(Stored dataset items)
───

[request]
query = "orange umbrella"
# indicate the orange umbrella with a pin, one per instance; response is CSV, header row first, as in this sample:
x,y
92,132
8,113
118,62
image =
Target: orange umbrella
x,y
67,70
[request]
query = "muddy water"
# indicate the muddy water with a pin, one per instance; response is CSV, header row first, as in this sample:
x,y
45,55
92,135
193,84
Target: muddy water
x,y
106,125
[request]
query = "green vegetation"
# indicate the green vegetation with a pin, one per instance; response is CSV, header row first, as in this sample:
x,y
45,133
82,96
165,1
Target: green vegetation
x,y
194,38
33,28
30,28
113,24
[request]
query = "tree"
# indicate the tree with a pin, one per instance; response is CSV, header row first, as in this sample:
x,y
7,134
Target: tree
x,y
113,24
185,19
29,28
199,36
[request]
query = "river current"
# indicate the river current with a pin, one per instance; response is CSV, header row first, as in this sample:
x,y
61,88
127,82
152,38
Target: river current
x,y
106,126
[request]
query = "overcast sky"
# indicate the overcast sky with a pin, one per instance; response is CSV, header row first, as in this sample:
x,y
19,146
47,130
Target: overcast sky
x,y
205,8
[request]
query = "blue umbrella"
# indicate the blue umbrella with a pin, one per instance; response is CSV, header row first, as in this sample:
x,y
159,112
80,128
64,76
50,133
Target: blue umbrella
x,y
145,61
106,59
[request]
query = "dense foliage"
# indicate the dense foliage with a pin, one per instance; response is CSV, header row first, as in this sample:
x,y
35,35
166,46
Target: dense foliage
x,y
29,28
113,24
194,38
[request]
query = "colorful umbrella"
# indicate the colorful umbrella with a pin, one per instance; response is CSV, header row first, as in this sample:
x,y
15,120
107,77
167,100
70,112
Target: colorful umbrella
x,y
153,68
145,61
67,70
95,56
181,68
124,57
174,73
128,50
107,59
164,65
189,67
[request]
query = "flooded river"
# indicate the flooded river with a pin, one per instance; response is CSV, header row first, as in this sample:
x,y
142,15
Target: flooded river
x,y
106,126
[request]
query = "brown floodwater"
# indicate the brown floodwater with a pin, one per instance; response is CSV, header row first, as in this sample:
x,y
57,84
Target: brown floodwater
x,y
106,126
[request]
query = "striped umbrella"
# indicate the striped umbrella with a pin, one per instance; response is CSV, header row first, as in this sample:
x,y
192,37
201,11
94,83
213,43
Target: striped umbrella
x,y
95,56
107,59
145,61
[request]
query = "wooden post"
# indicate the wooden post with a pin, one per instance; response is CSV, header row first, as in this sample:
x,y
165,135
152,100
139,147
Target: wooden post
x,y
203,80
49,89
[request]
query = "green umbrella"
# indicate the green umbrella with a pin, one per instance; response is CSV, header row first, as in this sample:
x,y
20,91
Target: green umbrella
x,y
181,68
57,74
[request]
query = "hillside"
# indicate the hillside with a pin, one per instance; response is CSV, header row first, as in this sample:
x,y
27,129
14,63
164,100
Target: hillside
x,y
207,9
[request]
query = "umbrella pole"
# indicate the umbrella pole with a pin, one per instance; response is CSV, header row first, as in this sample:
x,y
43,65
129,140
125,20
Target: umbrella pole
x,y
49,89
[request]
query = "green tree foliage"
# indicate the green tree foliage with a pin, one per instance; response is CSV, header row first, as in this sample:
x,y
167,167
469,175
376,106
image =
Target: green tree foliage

───

§ **Exercise requirements**:
Every entry above should be retyped exactly as shown.

§ **Answer to the exercise**:
[request]
query = "orange umbrella"
# indicate the orange umbrella with a pin, one per instance; response is CSV, header row first, as in this sample:
x,y
92,132
8,113
118,62
image =
Target: orange umbrella
x,y
67,70
[request]
query = "muddy water"
# indicate the muddy water with a pin, one per instance; response is CSV, header row first, as in this sample:
x,y
45,55
92,135
193,84
Target: muddy water
x,y
106,125
[request]
query = "green vegetation"
# indicate the green vegetation with a pin, one per instance; response is CSV, header row first, as in this sample:
x,y
45,133
82,96
165,1
Target: green vegetation
x,y
194,38
33,28
30,28
113,24
[request]
query = "tree"
# indicate the tree with a pin, one per instance; response is CSV, header row first, as in this sample:
x,y
7,134
Target: tree
x,y
113,24
185,19
29,28
199,36
[request]
query = "river current"
# indicate the river current with a pin, one per instance; response is CSV, header row first, as in this sample:
x,y
61,88
127,82
152,38
Target: river current
x,y
106,126
[request]
query = "overcast sky"
# indicate the overcast sky with a pin, one per instance; response is CSV, header row first, as in this sample:
x,y
19,146
47,130
Target: overcast sky
x,y
205,8
[request]
query = "blue umbrella"
# indicate the blue umbrella with a pin, one per instance; response is CSV, header row first, as in this sample:
x,y
159,112
80,128
64,76
50,133
Target: blue umbrella
x,y
145,61
106,59
[request]
query = "dense foliage"
# indicate the dense foliage with a pin, one per instance; response is CSV, header row first, as in this sample:
x,y
35,35
166,46
Target: dense foliage
x,y
29,28
113,24
194,38
[request]
query = "colorful umbrella"
# indicate the colorful umbrella with a pin, one per instance; response is CSV, header row first, as in this sample:
x,y
15,120
107,77
167,100
70,112
Target: colorful umbrella
x,y
153,68
145,61
67,70
95,56
181,68
124,57
174,73
128,50
107,59
164,65
189,67
[request]
query = "flooded river"
# indicate the flooded river with a pin, one per instance; response is CSV, header row first, as in this sample:
x,y
142,15
Target: flooded river
x,y
106,126
[request]
query = "brown floodwater"
# indicate the brown floodwater with a pin, one per instance; response is CSV, header row first, as in this sample:
x,y
57,84
Target: brown floodwater
x,y
106,126
[request]
query = "striped umbrella"
# indicate the striped umbrella with a pin, one per instance; response is CSV, header row first, as in this sample:
x,y
192,37
201,11
94,83
213,43
Target: striped umbrella
x,y
95,56
107,59
145,61
[request]
query = "wooden post"
# indicate the wooden post with a pin, one per instance; response is CSV, header row first, as in this sample:
x,y
165,135
152,100
139,147
Target: wooden post
x,y
203,80
49,89
[request]
query = "green umbrella"
# indicate the green umbrella with a pin, one per instance; response is CSV, header row first, as in this sample:
x,y
20,91
Target: green umbrella
x,y
181,68
57,74
[request]
query = "hillside"
# indicate the hillside with a pin, one per instance; response is CSV, header row first, as in this sample:
x,y
27,129
14,63
164,100
Target: hillside
x,y
207,9
[request]
query = "umbrella pole"
# indicate the umbrella pole with a pin, one per instance; response is CSV, header row first, as in this sample:
x,y
43,65
129,140
125,20
Target: umbrella pole
x,y
49,89
[request]
query = "green tree foliage"
# indicate the green tree foliage with a pin, one per instance; response is CSV, header row first, as in this sample:
x,y
167,167
469,175
376,106
image =
Target: green tree foliage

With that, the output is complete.